→ **Text excerpt**
§
Tales from Srimad Bhagavatam: Krishna and the Gopis in Moonlight – LXV

Reading Time: 3 minutes

Nilanjana retells the story of Krishna and the gopis on a moonlit night, elaborating on the Leela or the cosmic game, in the weekly column, exclusively for Different Truths.

Sukha explained, “The gopis were ignorant and completely under the veil of prakriti1. They were simple people with basic understanding. They did not understand philosophy or spirituality. Yes, they craved for him like they would for an earthly lover. Since Krishna was aparabrahman who had assumed a human form, this craving modified itself to bhakti (devotion) and they attained moksha. Any kind of emotion for the parabrahman – like hatred, love, lust – does not really matter. What matters is that one is focused on divinity! Sishupal hated Krishna so he kept on thinking about him. That way even he got liberated. Anybody who has constant love or constant hatred or constant anger or any other emotion where one keeps on thinking about divinity all the time is sure to get liberated.”

Parikshit nodded as Sukha went on explaining, “So, the gopis surrounded Krishna, lost in the music of his charming flute. He asked them what he could do to please them. In the middle of the night, having left their home, families, household chores they have just come to visit him.  He asked them if they did not remember their social and familial obligations. He reminded them that they are bound by great devotion for him. That devotion is good enough. However, this love may not be considered right by many.
§
→ **Source excerpt**

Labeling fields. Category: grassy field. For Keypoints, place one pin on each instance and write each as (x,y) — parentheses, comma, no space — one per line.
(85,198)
§
→ **Directive 1**
In the retelling of Krishna and the gopis, which things did the gopis leave behind to come to Krishna in the middle of the night? List them all.
→ **Directive 2**
Continue the retelling of Krishna and the gopis from its last sentence.

→ **Output 1**
Their home, their families, and their household chores.

→ **Output 2**
The gopis stood there as if carved by stone. They felt frustrated. Many of them started crying. Krishna could see the tears glistening in their eyes. They told Krishna that they did not come here to listen to a sermon on socially appropriate behavior. They came to meet Krishna hoping he would never abandon them. They reminded Krishna that learned men have said that one should abandon the bondages and set one’s mind on the eternal one. They have also been told that Krishna is the eternal one. They said that they were happy and content with regular life unless Krishna came on. Now they only love him and pine for his love. They desire him. Krishna, with all his compassion, accepted their love. He danced with each and every gopi and enjoyed their company.

Gradually, ego and pride took over. Each gopi began to think that Krishna belongs only to her.

Suddenly, Krishna vanished from their presence… 

 [To be continued] 

  1. Prakriti – In Sankhya philosophy, Prakriti is Nature as distinguished from Purusha (another name of the cosmic spirit) – the original source of the material world consisting of the three gunas (sattva, rajas, tamas).  Gunas – Literally means qualities or attributes. There are 3 kinds of gunas:
  2. i) Sattvaguna or sattva – This is the highest of the 3 gunas. It indicates goodness and purity;
  3. ii) Rajoguna or rajas – This is the second, indicating activity (when on a positive swing) and restlessness (when negative);

iii) Tamoguna or tamas – This is the lowest one indicating rest (when positive) and lethargy (when negative).

All the three take turns to dominate the human mind.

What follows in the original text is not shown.